— REQUIREMENTS —
Count the lines in the material below that contain the string "step". Give only the number.

— DATA PROVIDED —
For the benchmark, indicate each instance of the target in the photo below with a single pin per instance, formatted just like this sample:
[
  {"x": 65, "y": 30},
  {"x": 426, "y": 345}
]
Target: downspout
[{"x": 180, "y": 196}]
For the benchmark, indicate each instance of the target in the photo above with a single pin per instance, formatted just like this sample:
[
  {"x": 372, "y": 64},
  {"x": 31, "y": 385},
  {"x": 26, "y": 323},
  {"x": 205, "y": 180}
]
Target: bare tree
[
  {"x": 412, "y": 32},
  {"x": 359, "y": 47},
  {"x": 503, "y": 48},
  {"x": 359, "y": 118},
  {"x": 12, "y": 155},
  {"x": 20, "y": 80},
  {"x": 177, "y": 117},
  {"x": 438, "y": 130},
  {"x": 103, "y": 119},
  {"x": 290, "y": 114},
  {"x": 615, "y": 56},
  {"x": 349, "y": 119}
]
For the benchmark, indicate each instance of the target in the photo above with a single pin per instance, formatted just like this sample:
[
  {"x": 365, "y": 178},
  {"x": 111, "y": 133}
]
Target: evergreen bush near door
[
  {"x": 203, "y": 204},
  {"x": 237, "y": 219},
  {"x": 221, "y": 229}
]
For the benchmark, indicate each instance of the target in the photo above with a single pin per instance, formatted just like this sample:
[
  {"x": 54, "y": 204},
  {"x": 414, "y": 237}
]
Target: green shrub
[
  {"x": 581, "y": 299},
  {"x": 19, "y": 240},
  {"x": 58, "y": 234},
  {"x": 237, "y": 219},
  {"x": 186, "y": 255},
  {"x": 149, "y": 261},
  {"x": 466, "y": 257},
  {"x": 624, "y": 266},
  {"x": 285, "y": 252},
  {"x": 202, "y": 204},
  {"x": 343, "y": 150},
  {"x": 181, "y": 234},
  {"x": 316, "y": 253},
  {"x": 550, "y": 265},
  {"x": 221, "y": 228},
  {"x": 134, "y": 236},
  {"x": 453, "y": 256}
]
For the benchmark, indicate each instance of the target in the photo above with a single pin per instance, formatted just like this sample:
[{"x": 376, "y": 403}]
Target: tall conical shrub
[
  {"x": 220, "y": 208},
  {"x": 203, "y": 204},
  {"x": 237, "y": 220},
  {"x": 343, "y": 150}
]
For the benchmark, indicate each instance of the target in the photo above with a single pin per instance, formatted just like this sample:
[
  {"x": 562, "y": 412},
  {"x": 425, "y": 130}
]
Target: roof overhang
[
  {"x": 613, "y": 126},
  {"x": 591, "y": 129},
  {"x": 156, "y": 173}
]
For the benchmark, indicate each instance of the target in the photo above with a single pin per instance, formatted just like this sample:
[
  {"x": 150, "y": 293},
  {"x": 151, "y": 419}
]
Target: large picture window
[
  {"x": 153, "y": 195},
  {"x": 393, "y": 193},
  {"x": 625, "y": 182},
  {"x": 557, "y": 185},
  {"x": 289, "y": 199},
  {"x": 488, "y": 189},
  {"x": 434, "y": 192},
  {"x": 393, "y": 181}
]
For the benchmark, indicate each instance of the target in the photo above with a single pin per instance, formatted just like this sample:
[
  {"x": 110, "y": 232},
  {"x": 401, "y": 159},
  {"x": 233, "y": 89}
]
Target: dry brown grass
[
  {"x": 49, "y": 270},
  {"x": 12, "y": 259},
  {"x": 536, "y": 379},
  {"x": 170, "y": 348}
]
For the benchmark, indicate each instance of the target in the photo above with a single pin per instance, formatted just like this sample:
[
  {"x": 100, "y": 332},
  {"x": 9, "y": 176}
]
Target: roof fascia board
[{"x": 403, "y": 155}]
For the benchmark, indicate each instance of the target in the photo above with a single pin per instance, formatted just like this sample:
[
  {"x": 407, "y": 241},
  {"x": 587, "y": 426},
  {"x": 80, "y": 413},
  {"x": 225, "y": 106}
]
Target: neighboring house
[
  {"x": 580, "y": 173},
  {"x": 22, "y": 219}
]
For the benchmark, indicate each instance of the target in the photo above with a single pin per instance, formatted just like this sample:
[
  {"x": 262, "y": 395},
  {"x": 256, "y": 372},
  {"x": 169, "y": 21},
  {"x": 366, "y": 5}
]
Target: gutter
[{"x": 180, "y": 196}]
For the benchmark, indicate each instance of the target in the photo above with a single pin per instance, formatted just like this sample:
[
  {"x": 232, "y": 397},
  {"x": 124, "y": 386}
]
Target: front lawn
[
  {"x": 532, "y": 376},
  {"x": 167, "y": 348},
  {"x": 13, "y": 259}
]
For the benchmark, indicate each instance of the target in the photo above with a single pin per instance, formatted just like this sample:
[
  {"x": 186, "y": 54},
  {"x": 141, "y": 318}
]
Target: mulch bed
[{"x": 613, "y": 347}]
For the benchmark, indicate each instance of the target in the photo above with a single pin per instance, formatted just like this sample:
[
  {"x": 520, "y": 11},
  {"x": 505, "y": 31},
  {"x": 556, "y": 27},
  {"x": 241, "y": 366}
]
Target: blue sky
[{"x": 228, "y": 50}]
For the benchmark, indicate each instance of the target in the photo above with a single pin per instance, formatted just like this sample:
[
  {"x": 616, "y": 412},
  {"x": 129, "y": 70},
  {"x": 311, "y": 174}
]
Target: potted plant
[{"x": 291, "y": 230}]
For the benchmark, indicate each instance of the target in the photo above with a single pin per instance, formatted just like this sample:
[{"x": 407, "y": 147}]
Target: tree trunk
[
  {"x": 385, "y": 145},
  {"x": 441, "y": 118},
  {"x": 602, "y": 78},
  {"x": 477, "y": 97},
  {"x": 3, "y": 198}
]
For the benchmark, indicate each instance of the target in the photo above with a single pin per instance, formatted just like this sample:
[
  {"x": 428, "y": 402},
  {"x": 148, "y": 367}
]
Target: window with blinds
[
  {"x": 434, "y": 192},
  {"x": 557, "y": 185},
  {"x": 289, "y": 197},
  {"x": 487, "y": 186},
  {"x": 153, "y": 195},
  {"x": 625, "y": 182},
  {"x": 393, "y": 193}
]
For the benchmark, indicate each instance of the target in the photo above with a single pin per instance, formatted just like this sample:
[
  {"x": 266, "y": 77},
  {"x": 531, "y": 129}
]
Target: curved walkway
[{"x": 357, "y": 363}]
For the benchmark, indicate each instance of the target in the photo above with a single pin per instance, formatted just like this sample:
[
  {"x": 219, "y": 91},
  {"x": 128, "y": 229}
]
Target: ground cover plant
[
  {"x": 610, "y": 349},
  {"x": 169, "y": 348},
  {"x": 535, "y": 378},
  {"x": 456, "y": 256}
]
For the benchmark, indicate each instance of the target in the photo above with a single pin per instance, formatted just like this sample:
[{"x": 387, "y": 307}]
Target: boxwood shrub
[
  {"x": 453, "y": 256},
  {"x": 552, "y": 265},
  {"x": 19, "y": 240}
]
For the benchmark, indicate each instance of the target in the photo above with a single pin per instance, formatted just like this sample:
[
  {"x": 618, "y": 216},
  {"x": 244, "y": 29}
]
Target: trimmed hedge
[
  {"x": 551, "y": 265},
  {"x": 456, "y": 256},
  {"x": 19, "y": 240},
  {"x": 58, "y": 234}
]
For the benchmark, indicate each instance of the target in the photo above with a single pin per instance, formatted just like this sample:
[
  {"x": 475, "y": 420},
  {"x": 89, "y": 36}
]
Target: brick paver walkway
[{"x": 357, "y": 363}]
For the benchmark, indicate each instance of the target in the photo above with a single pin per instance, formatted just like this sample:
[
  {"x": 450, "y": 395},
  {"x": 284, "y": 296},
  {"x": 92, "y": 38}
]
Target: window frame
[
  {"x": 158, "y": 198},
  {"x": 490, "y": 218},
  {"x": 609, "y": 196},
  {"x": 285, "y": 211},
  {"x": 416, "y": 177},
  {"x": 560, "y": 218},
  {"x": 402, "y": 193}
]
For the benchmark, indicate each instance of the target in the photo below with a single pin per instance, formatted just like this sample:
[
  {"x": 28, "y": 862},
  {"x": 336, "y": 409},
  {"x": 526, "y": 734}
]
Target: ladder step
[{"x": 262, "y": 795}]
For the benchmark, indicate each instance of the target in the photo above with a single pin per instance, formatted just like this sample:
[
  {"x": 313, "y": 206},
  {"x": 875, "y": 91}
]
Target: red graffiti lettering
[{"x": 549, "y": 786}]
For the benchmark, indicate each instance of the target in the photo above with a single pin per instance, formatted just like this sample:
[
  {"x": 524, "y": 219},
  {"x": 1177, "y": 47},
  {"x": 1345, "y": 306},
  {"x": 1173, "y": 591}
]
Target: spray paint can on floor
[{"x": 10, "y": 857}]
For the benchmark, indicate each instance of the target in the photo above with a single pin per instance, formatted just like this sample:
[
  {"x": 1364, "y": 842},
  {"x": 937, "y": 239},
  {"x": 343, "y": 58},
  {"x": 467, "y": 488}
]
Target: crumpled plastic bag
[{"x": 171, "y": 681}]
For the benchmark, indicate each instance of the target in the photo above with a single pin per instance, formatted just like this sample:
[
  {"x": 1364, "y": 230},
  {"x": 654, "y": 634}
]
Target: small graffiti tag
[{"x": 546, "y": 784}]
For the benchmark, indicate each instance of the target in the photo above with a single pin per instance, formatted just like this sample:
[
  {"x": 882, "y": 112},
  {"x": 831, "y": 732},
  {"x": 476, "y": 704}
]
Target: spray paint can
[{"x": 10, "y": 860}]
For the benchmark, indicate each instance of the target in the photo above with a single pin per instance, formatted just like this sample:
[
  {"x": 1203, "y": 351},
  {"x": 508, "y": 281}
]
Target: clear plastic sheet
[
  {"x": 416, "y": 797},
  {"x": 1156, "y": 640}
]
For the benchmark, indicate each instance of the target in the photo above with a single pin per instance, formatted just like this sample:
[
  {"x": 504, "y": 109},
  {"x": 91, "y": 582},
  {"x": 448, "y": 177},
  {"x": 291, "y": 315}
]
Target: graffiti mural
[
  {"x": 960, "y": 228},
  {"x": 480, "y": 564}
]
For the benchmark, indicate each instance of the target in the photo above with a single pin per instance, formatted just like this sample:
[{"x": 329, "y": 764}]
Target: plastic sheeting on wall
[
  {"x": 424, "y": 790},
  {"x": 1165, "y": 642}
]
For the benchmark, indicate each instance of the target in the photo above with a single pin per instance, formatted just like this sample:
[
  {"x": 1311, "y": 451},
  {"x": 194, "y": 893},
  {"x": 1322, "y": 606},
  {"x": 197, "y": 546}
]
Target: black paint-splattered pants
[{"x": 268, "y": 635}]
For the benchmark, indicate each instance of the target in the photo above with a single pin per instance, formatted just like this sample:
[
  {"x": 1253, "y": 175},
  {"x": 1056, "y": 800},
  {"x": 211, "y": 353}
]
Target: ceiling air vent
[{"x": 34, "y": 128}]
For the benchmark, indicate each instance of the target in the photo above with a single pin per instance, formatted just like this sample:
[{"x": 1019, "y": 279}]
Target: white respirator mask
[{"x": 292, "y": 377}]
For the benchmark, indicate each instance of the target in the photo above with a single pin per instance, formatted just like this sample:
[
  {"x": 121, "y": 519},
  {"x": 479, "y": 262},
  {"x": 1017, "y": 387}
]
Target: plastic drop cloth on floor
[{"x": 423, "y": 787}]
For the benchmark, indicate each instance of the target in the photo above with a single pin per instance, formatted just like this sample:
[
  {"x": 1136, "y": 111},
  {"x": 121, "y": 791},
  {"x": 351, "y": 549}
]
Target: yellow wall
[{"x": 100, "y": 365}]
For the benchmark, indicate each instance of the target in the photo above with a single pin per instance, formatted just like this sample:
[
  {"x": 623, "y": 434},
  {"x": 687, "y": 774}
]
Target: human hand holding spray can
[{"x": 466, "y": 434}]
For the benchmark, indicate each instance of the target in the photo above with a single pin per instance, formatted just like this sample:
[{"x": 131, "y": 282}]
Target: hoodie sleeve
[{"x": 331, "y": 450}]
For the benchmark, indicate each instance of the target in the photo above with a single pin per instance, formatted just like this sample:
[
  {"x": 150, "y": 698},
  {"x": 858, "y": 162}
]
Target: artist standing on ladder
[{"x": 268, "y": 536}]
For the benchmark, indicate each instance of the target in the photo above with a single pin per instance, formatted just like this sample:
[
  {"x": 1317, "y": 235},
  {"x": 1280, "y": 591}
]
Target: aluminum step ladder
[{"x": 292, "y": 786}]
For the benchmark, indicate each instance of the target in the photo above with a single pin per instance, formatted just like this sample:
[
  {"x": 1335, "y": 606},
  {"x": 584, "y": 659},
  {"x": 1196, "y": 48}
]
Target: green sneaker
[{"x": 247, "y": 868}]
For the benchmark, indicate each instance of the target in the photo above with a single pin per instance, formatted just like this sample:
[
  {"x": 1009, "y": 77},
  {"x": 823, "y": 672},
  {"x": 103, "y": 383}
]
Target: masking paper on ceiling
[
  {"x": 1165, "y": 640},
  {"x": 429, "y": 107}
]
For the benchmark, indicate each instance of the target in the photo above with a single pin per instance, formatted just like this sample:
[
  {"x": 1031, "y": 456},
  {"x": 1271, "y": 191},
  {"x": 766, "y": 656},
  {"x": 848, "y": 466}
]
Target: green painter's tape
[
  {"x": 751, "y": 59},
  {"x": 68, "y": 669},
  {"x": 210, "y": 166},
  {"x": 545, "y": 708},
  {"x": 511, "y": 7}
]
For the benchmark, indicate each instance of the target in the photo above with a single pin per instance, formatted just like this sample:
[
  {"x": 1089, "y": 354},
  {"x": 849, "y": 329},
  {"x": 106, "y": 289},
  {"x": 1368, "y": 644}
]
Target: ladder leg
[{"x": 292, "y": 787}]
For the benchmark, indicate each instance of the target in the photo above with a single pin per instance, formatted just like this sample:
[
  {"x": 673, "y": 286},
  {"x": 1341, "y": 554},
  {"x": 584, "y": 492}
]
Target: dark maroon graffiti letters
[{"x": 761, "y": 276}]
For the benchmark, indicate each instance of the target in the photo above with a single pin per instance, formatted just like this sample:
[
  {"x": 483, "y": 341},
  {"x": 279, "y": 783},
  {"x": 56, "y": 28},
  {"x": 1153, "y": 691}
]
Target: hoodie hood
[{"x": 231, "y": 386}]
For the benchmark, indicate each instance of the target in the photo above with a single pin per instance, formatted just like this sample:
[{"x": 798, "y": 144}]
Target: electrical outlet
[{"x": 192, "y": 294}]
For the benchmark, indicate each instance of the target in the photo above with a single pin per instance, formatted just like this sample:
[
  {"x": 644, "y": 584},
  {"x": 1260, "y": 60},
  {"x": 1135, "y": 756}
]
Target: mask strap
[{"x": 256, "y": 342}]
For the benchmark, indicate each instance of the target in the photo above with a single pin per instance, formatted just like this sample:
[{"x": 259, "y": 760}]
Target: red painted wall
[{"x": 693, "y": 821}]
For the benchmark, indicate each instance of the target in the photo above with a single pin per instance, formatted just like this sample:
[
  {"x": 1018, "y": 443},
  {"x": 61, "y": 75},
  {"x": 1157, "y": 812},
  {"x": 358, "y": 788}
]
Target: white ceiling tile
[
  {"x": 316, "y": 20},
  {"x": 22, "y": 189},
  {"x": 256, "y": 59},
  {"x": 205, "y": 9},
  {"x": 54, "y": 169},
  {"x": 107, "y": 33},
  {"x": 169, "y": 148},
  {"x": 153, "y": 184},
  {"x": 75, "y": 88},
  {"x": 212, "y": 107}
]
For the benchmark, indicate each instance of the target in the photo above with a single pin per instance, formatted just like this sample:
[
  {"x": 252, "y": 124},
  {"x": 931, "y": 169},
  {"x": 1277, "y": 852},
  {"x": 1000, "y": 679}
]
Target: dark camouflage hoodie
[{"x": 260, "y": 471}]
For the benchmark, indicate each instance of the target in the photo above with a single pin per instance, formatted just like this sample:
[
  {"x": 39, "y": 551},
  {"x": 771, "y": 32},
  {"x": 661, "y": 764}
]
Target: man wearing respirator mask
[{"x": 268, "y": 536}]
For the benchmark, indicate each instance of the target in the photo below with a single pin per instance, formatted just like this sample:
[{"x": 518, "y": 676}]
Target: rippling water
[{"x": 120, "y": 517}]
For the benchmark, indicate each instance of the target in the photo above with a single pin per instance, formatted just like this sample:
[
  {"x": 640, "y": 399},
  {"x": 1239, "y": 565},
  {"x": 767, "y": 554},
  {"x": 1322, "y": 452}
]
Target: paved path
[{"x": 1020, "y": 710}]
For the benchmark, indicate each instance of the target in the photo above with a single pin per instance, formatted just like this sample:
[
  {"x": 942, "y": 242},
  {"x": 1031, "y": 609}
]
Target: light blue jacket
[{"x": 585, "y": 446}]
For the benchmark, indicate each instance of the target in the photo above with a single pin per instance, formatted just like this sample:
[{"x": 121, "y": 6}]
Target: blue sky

— RESPONSE —
2